(Task details) Retype each record below word for word. Leave the pictures out.

(Dataset entries)
+++
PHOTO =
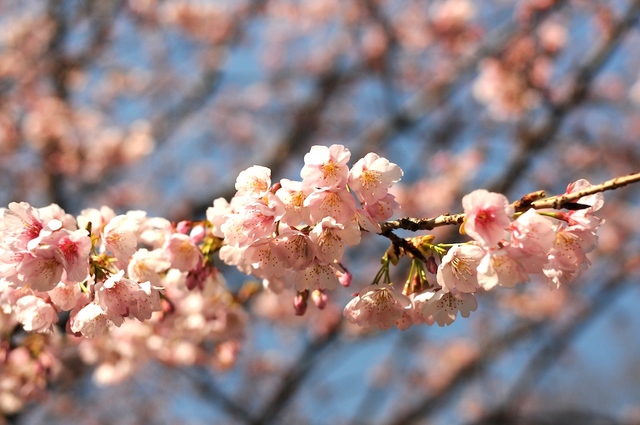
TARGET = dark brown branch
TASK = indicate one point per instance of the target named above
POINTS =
(534, 140)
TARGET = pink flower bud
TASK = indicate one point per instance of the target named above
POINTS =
(319, 298)
(300, 303)
(183, 227)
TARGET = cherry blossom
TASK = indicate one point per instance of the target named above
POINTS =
(487, 216)
(458, 268)
(443, 307)
(377, 305)
(500, 267)
(255, 181)
(119, 237)
(90, 321)
(35, 314)
(326, 167)
(372, 176)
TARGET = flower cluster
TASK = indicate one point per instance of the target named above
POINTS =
(101, 267)
(294, 233)
(507, 249)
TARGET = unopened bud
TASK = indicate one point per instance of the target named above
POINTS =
(319, 299)
(432, 266)
(198, 233)
(345, 278)
(300, 302)
(183, 227)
+++
(Worked solution)
PHOTO =
TARGET = dark brown branch
TASK = indicate one point per instance of the target named above
POINTS =
(534, 140)
TARGET = pink flower bud
TASK = indicate one point per instance of the target named above
POINTS =
(319, 298)
(300, 303)
(183, 227)
TARGET = cherry blossom
TASK = indicate one point per instance of the target named above
POINTS =
(487, 216)
(458, 268)
(443, 307)
(377, 305)
(500, 267)
(255, 181)
(119, 237)
(90, 321)
(35, 314)
(326, 167)
(372, 176)
TARGET = flower cluster
TASK = indicate one point per instance of the target named above
POINTS =
(101, 267)
(294, 233)
(507, 249)
TARGET = unopened bud
TASK = indicate one point per instance of the target named above
POINTS =
(319, 299)
(432, 266)
(198, 233)
(345, 278)
(300, 302)
(183, 227)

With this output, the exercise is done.